▶ _What you will do_: Reproduce the entries exactly and omit the pictures.

------ Data shown ------

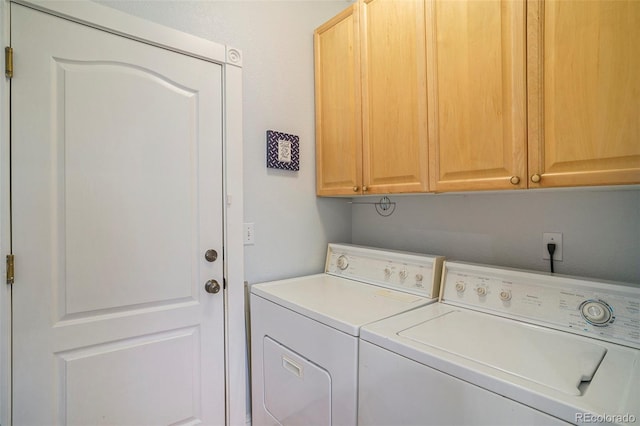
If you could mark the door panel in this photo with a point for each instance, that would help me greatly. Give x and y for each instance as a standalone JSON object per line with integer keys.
{"x": 338, "y": 105}
{"x": 477, "y": 110}
{"x": 584, "y": 91}
{"x": 394, "y": 96}
{"x": 117, "y": 194}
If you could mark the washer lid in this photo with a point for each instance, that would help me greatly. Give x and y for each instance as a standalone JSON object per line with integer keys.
{"x": 559, "y": 361}
{"x": 338, "y": 302}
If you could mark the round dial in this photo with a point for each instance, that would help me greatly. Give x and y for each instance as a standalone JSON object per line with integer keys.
{"x": 343, "y": 262}
{"x": 596, "y": 312}
{"x": 505, "y": 295}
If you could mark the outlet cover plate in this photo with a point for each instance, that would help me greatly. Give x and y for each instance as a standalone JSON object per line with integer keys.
{"x": 552, "y": 237}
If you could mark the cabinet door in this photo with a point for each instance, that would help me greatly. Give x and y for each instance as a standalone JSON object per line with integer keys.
{"x": 584, "y": 92}
{"x": 394, "y": 96}
{"x": 338, "y": 105}
{"x": 476, "y": 94}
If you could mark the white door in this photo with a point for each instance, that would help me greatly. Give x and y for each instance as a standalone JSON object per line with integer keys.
{"x": 116, "y": 197}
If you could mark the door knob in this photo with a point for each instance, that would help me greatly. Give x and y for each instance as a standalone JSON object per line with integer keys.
{"x": 211, "y": 255}
{"x": 212, "y": 286}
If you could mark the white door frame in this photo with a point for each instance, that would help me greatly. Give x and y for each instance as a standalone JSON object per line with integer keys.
{"x": 102, "y": 17}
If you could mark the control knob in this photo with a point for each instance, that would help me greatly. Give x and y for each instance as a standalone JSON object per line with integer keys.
{"x": 505, "y": 295}
{"x": 597, "y": 312}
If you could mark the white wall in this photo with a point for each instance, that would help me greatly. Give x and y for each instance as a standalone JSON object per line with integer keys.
{"x": 292, "y": 226}
{"x": 600, "y": 228}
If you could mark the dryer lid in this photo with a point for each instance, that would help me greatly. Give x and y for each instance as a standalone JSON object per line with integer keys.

------

▶ _Task output_:
If you could mark the door panel in this photo with a point for each instance, that would help me greatly. Give x and y for each instance as a standalone JSON object per line with integer keys.
{"x": 338, "y": 105}
{"x": 477, "y": 110}
{"x": 584, "y": 91}
{"x": 394, "y": 96}
{"x": 117, "y": 194}
If you could mark the washer lid in this photo with a point for each instance, that would help me greatly. Give x and y for each instance as a standalone JSON object per line with integer keys.
{"x": 559, "y": 361}
{"x": 338, "y": 302}
If you could mark the round dial in this photo with a point for each instance, that would help me greatly. Give x and y for each instance as a standalone JSON object per line with integer keys.
{"x": 343, "y": 262}
{"x": 596, "y": 312}
{"x": 505, "y": 295}
If you could mark the outlet cover plate in this photo with a point for each instance, that would help me greatly. Give x and y for each instance as a standalone JSON object per line with integer keys.
{"x": 552, "y": 237}
If you could mark the cabinet door in this photo with a point for each instance, that would help me greatly. Give x and y for each instance as a standalone JSON object per line with integer keys.
{"x": 584, "y": 92}
{"x": 394, "y": 96}
{"x": 338, "y": 105}
{"x": 476, "y": 94}
If you could mark the white door in this photo with a point for each instance, that would help me greatly. Give x and y for each instance as a standalone JSON object per line with integer keys.
{"x": 116, "y": 197}
If you could mark the door knob in this photo with a point for each instance, that would help me greatly. Give x and y for each instance as a standalone JSON object per line with integer keys.
{"x": 211, "y": 255}
{"x": 212, "y": 286}
If you could mark the white door frame in this photo with a point for each instance, that would help me greatly. Give x and y for each instance as a standalone JSON object per line with integer keys.
{"x": 102, "y": 17}
If you could mark the control knob in this photo with a point for each instance, that would help me greatly. Give x and y for each instance as a standalone JSON object per line with integer keys.
{"x": 505, "y": 295}
{"x": 597, "y": 312}
If you could mark the white wall in this photo with a point for each instance, that would help me greatly. Give x and y for each instance as a standalone JSON object per line with integer keys.
{"x": 292, "y": 226}
{"x": 600, "y": 228}
If you could mark the dryer lid in this photo with a point for each instance, that would help me greatly. Give x and y for each instance as a standalone JSON object per line with integer keys.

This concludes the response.